The film traces an ambitious route along the African seaboard, beginning in the tropical warmth of Mozambique and ending in the cold, howling waters off Cape Town. It’s a journey of stark contrasts—palm-fringed points give way to wind-scoured headlands, turquoise shallows darken into brooding Atlantic swells. What emerges isn’t a highlight reel of the “best” waves but something more honest: a portrait of a coastline in all its moods. The filmmakers from the Skunk Aversion YouTube channel let shots linger on rugged mountains plunging into the sea, on long stretches of sand where tire tracks are the only evidence of human presence. The light shifts from the honeyed glow of subtropical mornings to the grey, dramatic skies that blanket the Western Cape in winter. For viewers unfamiliar with South Africa’s surf potential, the film serves as a quiet revelation. This is a country with thousands of kilometers of largely unexplored coastline, world-class setups hidden behind difficult access and fickle conditions. The Armstrong brothers and their crew aren’t conquering it—they’re wandering through it, witnesses rather than conquerors.

The Brothers and the Band of Friends

At the heart of the film is a relationship as old as surfing itself: siblings who share a stoke. Dave and Murray Armstrong anchor the narrative, their bond evident in small moments—trading waves, ribbing each other on the beach, moving through campsites with the ease of people who’ve done this their whole lives. But the brothers don’t hog the spotlight. The film expands to include a tight circle of friends, and it’s in this dynamic that Where the Air is Thick With Glory finds its emotional center.
“Good waves with anyone is sick, but to do it with those closest to you is extremely special.” — Dave Armstrong
That quote, delivered without fanfare somewhere in the film’s middle section, encapsulates everything the project is reaching for. Surfing, at its core, has always been a social act—even when we paddle out alone, we carry the people who taught us, who traveled with us, who stayed up late talking about that one session years ago. The film doesn’t manufacture drama between its subjects or engineer conflict for narrative tension. Instead, it trusts that watching friends simply be together—cooking meals, packing vehicles, studying forecasts, sharing waves—is compelling enough. And it is.

SUPPLIED DATA:
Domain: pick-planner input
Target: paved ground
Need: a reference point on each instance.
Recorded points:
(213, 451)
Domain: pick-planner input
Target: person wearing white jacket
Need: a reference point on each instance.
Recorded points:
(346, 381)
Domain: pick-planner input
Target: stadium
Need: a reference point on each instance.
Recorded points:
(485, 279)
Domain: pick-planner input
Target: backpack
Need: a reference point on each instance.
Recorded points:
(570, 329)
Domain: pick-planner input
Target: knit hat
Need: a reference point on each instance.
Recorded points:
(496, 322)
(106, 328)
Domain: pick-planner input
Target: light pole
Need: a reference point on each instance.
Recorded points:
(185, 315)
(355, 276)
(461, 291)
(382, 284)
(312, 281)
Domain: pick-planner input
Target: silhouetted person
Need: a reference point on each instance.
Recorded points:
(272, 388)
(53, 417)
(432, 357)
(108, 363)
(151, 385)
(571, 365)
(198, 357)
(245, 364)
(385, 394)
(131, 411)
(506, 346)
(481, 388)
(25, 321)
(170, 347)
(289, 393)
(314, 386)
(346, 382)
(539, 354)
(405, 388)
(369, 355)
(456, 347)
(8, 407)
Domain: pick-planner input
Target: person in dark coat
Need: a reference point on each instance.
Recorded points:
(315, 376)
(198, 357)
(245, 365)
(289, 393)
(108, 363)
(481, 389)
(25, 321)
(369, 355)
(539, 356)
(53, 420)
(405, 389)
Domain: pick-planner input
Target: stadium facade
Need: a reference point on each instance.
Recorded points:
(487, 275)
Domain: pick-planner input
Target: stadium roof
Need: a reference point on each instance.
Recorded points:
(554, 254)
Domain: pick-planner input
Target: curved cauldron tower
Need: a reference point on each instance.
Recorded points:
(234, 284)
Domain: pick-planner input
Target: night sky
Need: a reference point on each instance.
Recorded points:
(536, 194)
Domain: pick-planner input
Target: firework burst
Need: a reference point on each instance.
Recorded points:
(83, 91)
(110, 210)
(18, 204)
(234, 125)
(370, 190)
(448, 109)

THE TASKS:
a – Using the surf film review, answer these:
(i) Where does the film's route begin, and where does it end?
(ii) Which YouTube channel are the filmmakers from?
(iii) Which two brothers anchor the narrative?
b – Condense the paragraph of the surf film review that opens "At the heart of the film" into a short bulleted list that keeps its main facts.

ANSWERS:
a –
(i) It begins in Mozambique and ends in the waters off Cape Town.
(ii) Skunk Aversion.
(iii) Dave and Murray Armstrong.

b –
- The film centers on siblings who share a love of surfing.
- Dave and Murray Armstrong anchor the narrative, and their bond shows in small moments: trading waves, teasing each other on the beach, and moving easily through campsites.
- The brothers share the spotlight with a tight circle of friends.
- This group dynamic gives Where the Air is Thick With Glory its emotional center.